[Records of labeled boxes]
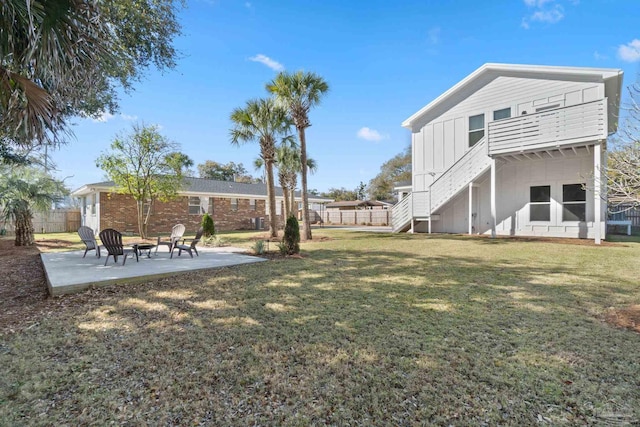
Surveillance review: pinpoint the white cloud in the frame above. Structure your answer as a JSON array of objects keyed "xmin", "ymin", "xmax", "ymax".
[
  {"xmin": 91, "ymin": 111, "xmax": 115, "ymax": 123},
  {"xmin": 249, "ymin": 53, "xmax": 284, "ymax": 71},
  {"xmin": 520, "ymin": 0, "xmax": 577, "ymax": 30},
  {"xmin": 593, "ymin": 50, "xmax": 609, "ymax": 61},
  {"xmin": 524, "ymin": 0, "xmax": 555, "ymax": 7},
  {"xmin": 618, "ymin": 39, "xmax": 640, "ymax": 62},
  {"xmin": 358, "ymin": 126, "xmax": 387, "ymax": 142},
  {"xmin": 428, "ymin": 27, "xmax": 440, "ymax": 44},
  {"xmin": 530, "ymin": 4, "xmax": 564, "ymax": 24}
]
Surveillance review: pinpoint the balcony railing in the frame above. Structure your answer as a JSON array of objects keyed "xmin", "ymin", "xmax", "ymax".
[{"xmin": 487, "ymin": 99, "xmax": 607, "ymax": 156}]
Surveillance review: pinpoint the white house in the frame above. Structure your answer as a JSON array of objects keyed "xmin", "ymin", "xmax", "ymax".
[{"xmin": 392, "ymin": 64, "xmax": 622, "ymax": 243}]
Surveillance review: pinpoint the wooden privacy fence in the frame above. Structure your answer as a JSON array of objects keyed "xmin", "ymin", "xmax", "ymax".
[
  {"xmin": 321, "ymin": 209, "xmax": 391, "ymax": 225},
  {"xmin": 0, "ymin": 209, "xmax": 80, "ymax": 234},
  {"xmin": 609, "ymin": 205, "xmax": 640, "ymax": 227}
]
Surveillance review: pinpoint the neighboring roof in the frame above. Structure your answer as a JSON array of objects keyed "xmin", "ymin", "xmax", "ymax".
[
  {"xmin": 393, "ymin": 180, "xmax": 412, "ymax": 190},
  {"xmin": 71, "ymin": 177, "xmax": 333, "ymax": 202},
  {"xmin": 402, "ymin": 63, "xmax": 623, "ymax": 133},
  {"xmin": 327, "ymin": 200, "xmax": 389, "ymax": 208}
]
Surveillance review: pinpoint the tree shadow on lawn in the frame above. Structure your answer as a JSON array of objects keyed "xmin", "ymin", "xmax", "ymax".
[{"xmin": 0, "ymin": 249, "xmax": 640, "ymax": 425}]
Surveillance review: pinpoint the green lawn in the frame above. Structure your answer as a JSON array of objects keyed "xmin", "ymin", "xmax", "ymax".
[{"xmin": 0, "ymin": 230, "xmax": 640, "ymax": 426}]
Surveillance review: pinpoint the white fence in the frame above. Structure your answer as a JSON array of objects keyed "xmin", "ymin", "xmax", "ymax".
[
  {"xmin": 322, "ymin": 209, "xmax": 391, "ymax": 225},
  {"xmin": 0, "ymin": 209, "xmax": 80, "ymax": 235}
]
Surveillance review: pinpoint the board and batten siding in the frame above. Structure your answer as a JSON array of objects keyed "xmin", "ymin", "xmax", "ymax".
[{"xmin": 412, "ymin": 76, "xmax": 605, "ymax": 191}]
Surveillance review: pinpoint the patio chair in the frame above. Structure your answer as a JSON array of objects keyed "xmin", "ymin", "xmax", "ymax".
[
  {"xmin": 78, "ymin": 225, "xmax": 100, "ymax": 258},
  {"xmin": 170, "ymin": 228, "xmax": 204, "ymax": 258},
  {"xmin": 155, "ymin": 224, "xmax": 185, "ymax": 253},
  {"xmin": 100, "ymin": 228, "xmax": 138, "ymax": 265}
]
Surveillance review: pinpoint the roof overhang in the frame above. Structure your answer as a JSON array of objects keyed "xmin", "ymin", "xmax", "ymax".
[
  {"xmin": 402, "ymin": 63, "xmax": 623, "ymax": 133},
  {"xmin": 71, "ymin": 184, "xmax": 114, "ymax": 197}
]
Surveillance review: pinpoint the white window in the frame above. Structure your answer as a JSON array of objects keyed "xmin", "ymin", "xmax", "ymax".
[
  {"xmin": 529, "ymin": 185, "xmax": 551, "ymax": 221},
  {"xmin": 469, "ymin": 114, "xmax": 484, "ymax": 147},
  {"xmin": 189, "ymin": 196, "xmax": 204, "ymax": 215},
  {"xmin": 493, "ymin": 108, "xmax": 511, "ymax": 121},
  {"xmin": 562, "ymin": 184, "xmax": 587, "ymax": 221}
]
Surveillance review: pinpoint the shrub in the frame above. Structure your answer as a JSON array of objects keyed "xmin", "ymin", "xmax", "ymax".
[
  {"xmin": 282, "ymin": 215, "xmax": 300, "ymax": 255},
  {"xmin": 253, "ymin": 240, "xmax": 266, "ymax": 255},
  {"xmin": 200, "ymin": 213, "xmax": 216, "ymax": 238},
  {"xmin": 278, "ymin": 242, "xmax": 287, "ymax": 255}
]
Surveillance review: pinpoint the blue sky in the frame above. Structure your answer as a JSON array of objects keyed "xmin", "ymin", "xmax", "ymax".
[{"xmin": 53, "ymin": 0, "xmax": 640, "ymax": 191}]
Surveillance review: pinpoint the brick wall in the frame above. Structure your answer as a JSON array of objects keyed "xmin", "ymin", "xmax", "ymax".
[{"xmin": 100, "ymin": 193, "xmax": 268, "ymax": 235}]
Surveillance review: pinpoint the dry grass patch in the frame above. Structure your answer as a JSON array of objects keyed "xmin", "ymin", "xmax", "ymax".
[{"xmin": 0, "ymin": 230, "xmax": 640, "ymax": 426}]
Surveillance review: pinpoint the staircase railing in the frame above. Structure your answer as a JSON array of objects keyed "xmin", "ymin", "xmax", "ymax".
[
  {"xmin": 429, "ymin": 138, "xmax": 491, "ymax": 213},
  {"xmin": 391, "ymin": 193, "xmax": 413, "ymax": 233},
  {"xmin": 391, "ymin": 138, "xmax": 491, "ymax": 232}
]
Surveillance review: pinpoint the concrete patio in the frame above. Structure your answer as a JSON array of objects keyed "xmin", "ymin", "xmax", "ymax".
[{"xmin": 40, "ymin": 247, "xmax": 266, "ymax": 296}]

---

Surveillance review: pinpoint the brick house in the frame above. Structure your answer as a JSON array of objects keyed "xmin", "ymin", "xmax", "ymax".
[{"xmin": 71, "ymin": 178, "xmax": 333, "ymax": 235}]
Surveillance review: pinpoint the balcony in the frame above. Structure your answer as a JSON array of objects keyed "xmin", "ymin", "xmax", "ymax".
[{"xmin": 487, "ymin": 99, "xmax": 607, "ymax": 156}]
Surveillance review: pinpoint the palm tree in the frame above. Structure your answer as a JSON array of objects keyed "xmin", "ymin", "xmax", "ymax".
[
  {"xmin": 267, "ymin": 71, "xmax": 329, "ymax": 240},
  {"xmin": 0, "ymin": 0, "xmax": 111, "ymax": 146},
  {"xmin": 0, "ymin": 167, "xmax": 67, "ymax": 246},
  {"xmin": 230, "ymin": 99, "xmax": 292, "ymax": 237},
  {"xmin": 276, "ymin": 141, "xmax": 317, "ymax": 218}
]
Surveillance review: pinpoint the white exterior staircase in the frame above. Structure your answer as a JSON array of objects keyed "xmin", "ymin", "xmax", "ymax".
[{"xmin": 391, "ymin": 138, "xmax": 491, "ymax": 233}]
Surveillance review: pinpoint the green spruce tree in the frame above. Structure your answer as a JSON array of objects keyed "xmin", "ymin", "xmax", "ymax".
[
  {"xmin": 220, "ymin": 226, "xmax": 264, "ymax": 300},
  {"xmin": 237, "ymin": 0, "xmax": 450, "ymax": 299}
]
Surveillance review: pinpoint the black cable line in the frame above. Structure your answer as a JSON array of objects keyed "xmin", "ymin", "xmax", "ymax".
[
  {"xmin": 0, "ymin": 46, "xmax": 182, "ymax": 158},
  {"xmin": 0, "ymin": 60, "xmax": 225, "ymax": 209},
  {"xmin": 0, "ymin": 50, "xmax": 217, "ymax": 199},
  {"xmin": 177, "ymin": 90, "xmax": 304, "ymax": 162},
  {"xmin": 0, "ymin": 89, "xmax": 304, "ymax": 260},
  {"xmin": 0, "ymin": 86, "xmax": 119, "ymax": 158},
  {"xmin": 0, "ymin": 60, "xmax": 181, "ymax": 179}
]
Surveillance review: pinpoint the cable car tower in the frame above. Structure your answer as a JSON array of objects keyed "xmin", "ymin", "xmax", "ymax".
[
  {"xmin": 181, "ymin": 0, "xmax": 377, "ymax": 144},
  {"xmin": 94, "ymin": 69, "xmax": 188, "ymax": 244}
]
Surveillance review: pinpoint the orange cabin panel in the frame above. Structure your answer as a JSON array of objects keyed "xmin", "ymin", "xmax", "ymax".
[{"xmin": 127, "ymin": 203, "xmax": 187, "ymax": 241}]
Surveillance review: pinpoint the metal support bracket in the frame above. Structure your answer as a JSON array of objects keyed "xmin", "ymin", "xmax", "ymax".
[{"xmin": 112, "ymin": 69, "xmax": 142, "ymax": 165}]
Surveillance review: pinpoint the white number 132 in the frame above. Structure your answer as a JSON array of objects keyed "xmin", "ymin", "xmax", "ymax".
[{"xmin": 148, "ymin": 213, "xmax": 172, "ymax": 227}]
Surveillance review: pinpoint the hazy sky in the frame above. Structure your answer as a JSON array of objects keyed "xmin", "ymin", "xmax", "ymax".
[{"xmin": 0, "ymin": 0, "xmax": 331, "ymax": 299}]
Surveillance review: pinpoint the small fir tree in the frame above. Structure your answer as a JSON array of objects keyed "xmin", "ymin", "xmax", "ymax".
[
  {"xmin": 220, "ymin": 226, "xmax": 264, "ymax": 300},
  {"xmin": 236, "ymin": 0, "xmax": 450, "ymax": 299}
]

**EXERCISE AIM:**
From the entries above, pull out each line that contains the string "staircase". Case matters.

**EXERCISE SOLUTION:**
Surveillance review: pinpoint the staircase railing in the frame above. Structure your answer as a JSON array of objects keyed "xmin", "ymin", "xmax", "ymax".
Surveillance review: pinpoint the white exterior staircase in the frame above. Structure your answer as a JSON array of objects keyed "xmin", "ymin", "xmax", "ymax".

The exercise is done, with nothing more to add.